Output all the data exactly. Pictures do not belong in the copy.

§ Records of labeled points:
____________________

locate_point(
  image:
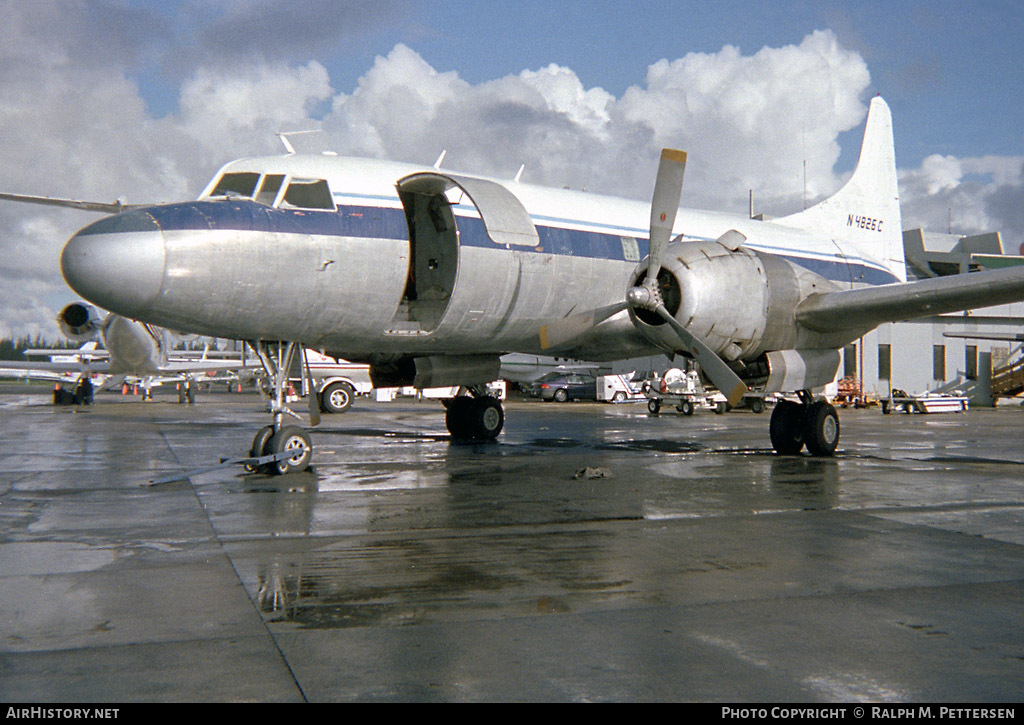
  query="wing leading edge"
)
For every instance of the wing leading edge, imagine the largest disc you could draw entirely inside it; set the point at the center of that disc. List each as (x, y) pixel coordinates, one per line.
(868, 307)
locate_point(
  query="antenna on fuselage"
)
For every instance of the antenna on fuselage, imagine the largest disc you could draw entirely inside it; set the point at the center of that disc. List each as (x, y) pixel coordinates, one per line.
(283, 135)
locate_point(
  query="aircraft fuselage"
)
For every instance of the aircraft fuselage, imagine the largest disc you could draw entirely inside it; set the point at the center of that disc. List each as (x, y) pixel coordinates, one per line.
(371, 276)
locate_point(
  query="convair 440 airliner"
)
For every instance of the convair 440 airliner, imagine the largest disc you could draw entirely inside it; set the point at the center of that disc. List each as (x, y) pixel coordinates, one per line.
(429, 276)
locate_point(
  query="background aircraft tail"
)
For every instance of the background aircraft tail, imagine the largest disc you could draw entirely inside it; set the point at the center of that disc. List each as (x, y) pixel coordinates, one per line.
(864, 216)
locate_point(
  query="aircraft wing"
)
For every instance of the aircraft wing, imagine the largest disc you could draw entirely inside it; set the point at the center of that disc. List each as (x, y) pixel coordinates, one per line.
(102, 207)
(868, 307)
(70, 367)
(200, 366)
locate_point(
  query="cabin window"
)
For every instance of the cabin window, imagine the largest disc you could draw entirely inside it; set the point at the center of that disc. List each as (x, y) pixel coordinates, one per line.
(268, 192)
(971, 363)
(307, 194)
(938, 363)
(850, 361)
(236, 184)
(631, 250)
(885, 363)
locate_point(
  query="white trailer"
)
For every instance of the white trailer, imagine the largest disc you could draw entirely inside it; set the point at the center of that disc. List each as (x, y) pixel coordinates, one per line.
(620, 388)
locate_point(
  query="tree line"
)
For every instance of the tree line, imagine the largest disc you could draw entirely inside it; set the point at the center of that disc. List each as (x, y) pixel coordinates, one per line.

____________________

§ Solution to the exercise:
locate_point(
  image:
  query="wing leading edge"
)
For every instance of the wing leading edge, imagine the largest disc you could draw entirely inside it; set the point at the center of that disc. List each as (x, y) pixel coordinates, one per line.
(868, 307)
locate_point(
  query="antenna on fuselage"
)
For every instance of the antenna on fuselage, imagine the largest disc you could draw entirely inside it; set the point at the center of that disc. List each as (x, y) pixel coordinates, one per line.
(283, 135)
locate_point(
  query="aircraft fuselage"
)
For every instance of the aircraft fuselage, imagine the largest disc you could draw entirely inside it; set the point at the center of that disc. List each as (x, y) pixel coordinates, one per line.
(371, 276)
locate_point(
  query="convair 440 airliner"
)
For every instance of the convair 440 airliner, imagine the largest disc you could draw entirely inside it; set the point at the center of that disc. List each as (x, y) pixel coordinates, one per line.
(429, 276)
locate_point(
  query="background aircraft tail"
)
For every instance of the background aircraft tail, imagine the largest disc you could draw entirely inside it; set the point at the center of that disc. List each as (x, y) pixel coordinates, one per line.
(864, 216)
locate_point(
  query="aircraft wing"
)
For every instance of the aircraft wing, imagine the largest disc you could draw entirely inside it; set the point at the center of that disc. List each as (x, y) pixel coordinates, one per line.
(102, 207)
(868, 307)
(70, 367)
(200, 366)
locate_point(
  query="cabin window"
)
For every instance of the cabin window, imagine the largest disc you could draw entirely inside it; set the point at the center of that disc. List each as (x, y) pixel coordinates, one per line.
(268, 192)
(971, 363)
(307, 194)
(938, 363)
(850, 361)
(236, 184)
(631, 250)
(885, 363)
locate_point(
  query="white trailer"
)
For every instance of the white trailer, imagine the largest disc you could draw entirely inside it; set the point at the center of that disc. List each as (x, y) pixel coordinates, one per line.
(620, 388)
locate_point(
  query="tree line"
)
For every instance of the tree line, imagine the largest disc you could draw entirely inside it; set the point at the center of that disc. List each as (x, y) pixel coordinates, one per line.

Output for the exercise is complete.